_AIM OF THE EXERCISE_.
Can you copy each of the entries below line for line, leaving out the pictures?

[start of SUPPLIED MATERIAL]

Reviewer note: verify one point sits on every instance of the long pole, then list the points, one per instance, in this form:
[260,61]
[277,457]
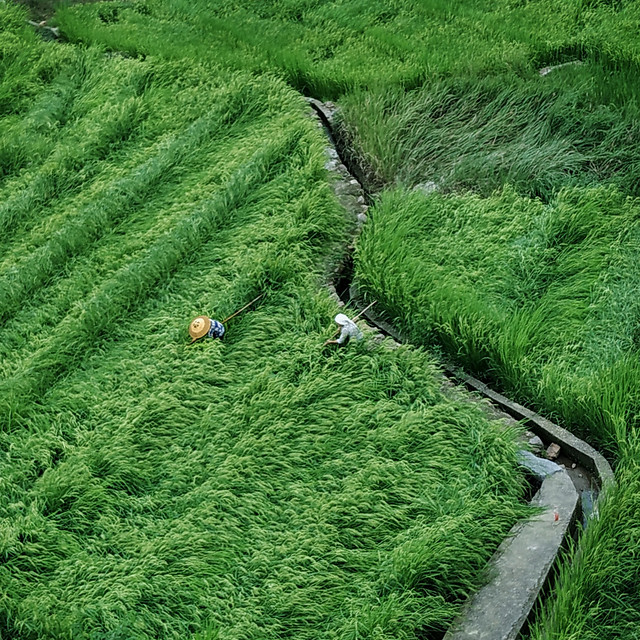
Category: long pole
[246,306]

[end of SUPPLIED MATERIAL]

_FULL OUTPUT_.
Reviewer note: verify one point sits on every instance of the long pole, then list the points, one per instance, in this form:
[260,61]
[277,457]
Category: long pole
[246,306]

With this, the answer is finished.